Entri gambar untuk wilayah bernama
# # #
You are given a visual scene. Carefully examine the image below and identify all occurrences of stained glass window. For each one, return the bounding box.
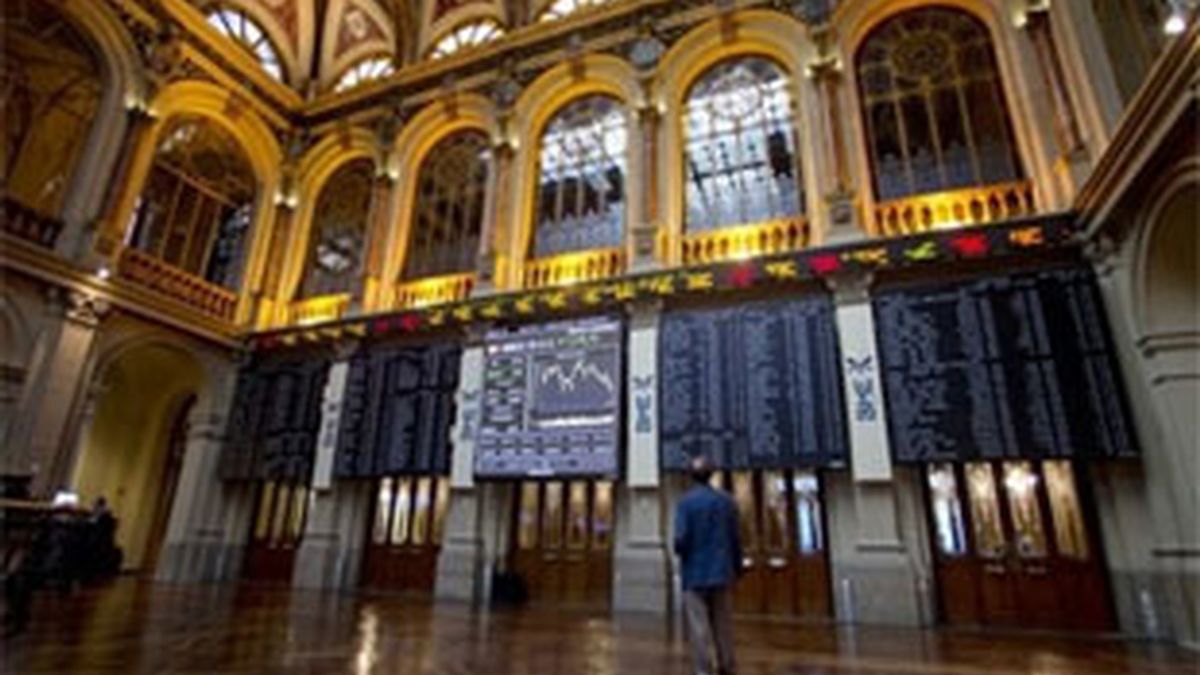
[683,56,804,232]
[538,0,608,22]
[300,159,374,298]
[533,95,626,257]
[403,131,490,280]
[856,7,1021,199]
[209,8,283,82]
[128,115,257,288]
[334,56,396,91]
[430,19,504,59]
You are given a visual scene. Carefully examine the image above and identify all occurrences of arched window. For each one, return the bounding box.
[403,131,488,280]
[538,0,608,22]
[856,7,1021,201]
[300,159,374,298]
[533,95,626,257]
[128,115,256,288]
[0,0,102,215]
[430,19,504,59]
[209,7,284,82]
[334,56,396,91]
[683,56,804,232]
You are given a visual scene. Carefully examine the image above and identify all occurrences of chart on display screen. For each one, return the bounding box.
[475,317,623,478]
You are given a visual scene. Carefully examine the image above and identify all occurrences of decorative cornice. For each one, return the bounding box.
[250,214,1079,351]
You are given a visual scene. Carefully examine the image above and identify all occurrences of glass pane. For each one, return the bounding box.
[412,476,433,545]
[391,478,413,545]
[792,471,824,554]
[288,485,308,543]
[929,464,967,556]
[966,462,1004,558]
[271,484,292,544]
[371,478,391,544]
[566,480,588,549]
[254,480,275,539]
[517,483,538,550]
[592,482,612,549]
[533,96,626,257]
[430,478,450,545]
[1042,460,1087,560]
[683,56,803,232]
[732,471,758,551]
[541,482,563,549]
[762,471,788,551]
[1004,461,1046,557]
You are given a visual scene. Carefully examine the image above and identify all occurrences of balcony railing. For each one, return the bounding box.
[0,196,62,249]
[875,180,1034,234]
[288,293,350,325]
[683,217,809,265]
[118,249,238,322]
[524,249,625,288]
[392,273,475,310]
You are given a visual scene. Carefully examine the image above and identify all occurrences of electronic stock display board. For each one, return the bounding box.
[475,316,624,478]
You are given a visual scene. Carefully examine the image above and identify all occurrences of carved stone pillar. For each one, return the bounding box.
[612,296,672,614]
[473,138,515,294]
[349,171,396,313]
[434,327,489,602]
[90,106,156,261]
[827,271,932,626]
[1025,2,1087,165]
[5,288,109,496]
[809,26,864,244]
[628,103,662,271]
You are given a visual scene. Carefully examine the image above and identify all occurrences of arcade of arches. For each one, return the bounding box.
[0,0,1200,658]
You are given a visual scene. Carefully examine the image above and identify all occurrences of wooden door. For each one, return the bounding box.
[362,476,450,593]
[926,460,1112,629]
[716,470,830,617]
[242,480,308,585]
[510,480,613,607]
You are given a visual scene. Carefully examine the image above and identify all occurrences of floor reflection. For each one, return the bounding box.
[0,579,1200,675]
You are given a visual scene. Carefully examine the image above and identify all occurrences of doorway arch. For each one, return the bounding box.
[71,341,205,572]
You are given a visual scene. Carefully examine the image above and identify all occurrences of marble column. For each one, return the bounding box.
[292,342,372,589]
[1024,4,1091,190]
[155,359,256,583]
[434,329,494,603]
[472,141,515,294]
[827,276,932,626]
[349,172,396,313]
[808,26,865,244]
[612,296,671,614]
[4,288,109,497]
[626,103,662,271]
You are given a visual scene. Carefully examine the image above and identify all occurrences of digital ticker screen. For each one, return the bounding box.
[475,317,623,478]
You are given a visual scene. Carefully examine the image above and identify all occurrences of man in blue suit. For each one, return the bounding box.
[674,456,742,675]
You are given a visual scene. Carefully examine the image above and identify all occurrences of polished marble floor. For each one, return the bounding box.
[0,579,1200,675]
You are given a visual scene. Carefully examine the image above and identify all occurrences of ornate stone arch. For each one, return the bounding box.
[416,0,509,59]
[106,80,282,324]
[278,127,383,309]
[833,0,1070,229]
[380,94,500,300]
[655,10,833,257]
[1132,156,1200,339]
[496,54,647,288]
[25,0,146,249]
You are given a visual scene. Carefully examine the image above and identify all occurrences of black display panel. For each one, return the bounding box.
[659,295,846,471]
[220,354,329,480]
[475,317,624,478]
[875,268,1136,461]
[335,345,461,478]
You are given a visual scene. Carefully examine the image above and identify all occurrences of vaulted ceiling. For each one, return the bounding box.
[190,0,516,92]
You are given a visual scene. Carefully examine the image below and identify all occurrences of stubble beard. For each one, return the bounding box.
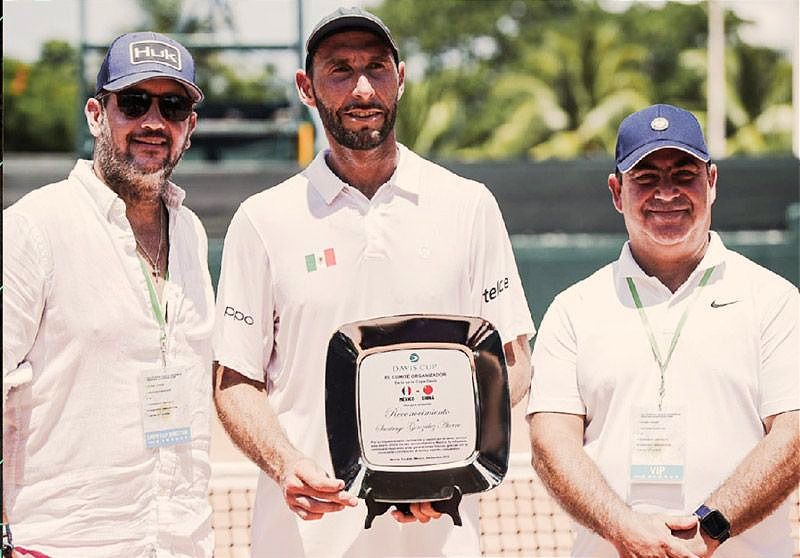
[94,113,186,203]
[314,92,397,151]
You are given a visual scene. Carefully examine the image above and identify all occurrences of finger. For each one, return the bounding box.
[392,510,417,523]
[291,508,323,521]
[409,502,431,523]
[286,484,358,507]
[295,466,344,492]
[289,496,344,513]
[419,502,442,519]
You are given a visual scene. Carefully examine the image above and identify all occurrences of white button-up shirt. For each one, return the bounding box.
[528,232,800,558]
[215,146,534,558]
[3,161,213,558]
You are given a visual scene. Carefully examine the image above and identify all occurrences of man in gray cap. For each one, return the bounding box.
[214,8,534,558]
[3,33,213,558]
[528,105,800,558]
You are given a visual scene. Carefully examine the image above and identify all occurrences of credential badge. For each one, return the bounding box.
[130,41,181,72]
[650,116,669,132]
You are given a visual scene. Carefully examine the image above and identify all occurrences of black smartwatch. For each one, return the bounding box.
[3,523,14,558]
[694,504,731,544]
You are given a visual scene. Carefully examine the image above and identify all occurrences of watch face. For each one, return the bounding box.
[700,510,731,539]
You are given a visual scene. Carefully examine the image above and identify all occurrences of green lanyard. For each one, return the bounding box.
[137,258,167,368]
[625,266,716,411]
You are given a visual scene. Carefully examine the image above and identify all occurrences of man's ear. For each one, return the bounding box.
[83,97,104,138]
[294,70,317,108]
[608,172,622,213]
[183,111,197,151]
[708,163,717,205]
[397,60,406,101]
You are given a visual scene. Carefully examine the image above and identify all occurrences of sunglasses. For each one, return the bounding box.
[97,89,192,122]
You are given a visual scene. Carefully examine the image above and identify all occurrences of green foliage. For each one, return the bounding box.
[375,0,791,159]
[3,0,792,159]
[3,41,81,151]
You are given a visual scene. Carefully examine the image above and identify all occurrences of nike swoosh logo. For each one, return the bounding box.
[711,300,740,308]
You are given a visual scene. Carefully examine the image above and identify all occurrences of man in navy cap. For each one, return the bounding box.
[214,8,534,558]
[528,105,800,558]
[3,33,213,558]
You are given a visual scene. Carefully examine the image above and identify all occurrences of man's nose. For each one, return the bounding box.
[353,74,375,99]
[142,99,166,130]
[655,175,680,201]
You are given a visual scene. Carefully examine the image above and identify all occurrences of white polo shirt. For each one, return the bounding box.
[214,146,534,558]
[3,161,214,558]
[528,232,800,558]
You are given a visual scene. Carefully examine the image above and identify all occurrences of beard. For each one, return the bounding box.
[314,91,397,151]
[94,112,186,202]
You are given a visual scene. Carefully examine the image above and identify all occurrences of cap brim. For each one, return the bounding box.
[103,71,204,103]
[617,139,709,173]
[306,15,400,67]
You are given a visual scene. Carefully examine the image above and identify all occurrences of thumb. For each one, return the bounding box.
[295,460,344,492]
[664,515,697,531]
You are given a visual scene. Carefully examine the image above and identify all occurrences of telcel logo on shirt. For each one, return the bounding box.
[483,277,508,302]
[130,41,181,71]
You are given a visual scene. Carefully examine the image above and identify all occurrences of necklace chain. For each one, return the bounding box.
[133,204,164,278]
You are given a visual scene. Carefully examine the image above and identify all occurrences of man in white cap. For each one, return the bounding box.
[528,105,800,558]
[214,8,534,558]
[3,33,214,558]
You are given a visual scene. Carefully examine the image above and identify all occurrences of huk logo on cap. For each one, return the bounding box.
[650,116,669,132]
[130,41,181,72]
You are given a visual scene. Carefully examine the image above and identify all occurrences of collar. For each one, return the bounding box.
[302,143,421,205]
[69,159,186,217]
[617,231,728,283]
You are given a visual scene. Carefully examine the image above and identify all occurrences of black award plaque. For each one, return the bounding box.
[325,314,511,529]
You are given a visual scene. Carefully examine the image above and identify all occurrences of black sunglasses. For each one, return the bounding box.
[97,89,192,122]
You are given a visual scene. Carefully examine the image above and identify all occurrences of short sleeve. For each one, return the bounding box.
[527,295,586,415]
[759,285,800,419]
[470,189,536,344]
[3,211,52,402]
[213,206,275,382]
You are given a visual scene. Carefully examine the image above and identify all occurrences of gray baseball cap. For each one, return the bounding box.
[306,7,400,71]
[95,31,203,103]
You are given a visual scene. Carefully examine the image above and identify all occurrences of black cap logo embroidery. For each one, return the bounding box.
[130,41,181,72]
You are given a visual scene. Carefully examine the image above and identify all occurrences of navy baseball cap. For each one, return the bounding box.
[617,105,709,173]
[306,7,400,71]
[95,31,203,103]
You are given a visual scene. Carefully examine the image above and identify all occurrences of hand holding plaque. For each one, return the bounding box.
[325,314,510,528]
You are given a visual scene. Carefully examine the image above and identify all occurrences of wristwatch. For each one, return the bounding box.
[694,504,731,544]
[3,523,14,558]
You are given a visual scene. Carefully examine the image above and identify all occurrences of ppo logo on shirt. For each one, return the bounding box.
[225,306,255,325]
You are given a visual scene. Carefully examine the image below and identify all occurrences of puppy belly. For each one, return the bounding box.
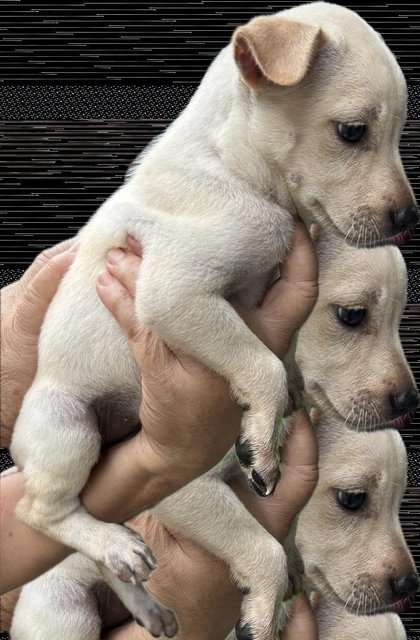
[92,388,141,446]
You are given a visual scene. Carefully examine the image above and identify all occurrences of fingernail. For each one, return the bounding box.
[98,271,115,287]
[127,234,143,256]
[107,249,125,264]
[67,240,80,253]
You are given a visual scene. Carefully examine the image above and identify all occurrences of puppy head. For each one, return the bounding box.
[296,418,419,615]
[314,600,407,640]
[296,231,419,431]
[233,2,419,246]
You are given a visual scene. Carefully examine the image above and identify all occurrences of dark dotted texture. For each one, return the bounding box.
[0,0,420,84]
[0,84,420,120]
[0,121,420,267]
[0,0,420,640]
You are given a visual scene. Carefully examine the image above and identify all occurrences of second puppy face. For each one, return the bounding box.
[315,602,407,640]
[296,418,419,615]
[296,233,419,431]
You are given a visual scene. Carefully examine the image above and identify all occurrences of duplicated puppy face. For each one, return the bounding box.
[296,232,419,431]
[233,2,419,246]
[315,601,407,640]
[296,418,419,616]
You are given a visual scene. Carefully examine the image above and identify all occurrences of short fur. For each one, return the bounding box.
[12,236,414,640]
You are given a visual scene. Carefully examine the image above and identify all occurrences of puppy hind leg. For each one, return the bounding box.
[136,272,288,496]
[10,554,101,640]
[12,387,155,583]
[101,568,178,638]
[153,473,288,640]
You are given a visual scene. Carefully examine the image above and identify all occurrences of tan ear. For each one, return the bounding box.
[233,16,322,89]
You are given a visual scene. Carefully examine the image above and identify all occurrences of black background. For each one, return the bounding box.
[0,0,420,640]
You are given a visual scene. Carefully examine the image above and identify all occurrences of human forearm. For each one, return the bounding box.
[0,438,177,593]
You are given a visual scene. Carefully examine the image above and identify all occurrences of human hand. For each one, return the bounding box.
[101,411,317,640]
[1,238,78,447]
[97,222,318,488]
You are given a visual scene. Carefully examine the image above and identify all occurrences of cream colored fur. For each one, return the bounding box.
[315,602,407,640]
[12,235,414,640]
[11,2,414,640]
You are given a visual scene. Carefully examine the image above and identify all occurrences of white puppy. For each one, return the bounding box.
[315,601,407,640]
[296,417,419,615]
[12,234,415,640]
[11,2,418,636]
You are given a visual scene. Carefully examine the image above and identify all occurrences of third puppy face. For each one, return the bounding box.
[296,418,419,615]
[296,233,419,431]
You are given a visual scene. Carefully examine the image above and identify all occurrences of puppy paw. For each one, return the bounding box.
[101,526,157,585]
[135,599,178,638]
[235,620,278,640]
[235,437,280,497]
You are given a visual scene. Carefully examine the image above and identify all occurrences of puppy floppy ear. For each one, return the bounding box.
[232,16,323,89]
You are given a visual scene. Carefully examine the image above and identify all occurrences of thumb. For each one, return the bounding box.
[96,266,174,374]
[15,245,78,336]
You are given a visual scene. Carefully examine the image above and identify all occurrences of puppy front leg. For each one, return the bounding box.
[136,264,288,496]
[153,473,288,640]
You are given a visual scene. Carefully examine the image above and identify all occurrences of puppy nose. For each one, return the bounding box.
[391,204,419,232]
[390,389,419,416]
[390,573,420,596]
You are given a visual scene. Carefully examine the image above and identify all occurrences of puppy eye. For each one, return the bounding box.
# # #
● **TUGAS TERTULIS**:
Salin kata demi kata baris-baris di atas, dimulai dari baris yang memuat "cornice. For each one, return the bounding box." dan berhenti setelah baris yang memuat "[250,214,1079,351]".

● **HASIL TUGAS**:
You are given a visual scene. Carefully examine the image above and identify all occurrences of decorative cornice. For each one, return the bounding box.
[250,214,1079,351]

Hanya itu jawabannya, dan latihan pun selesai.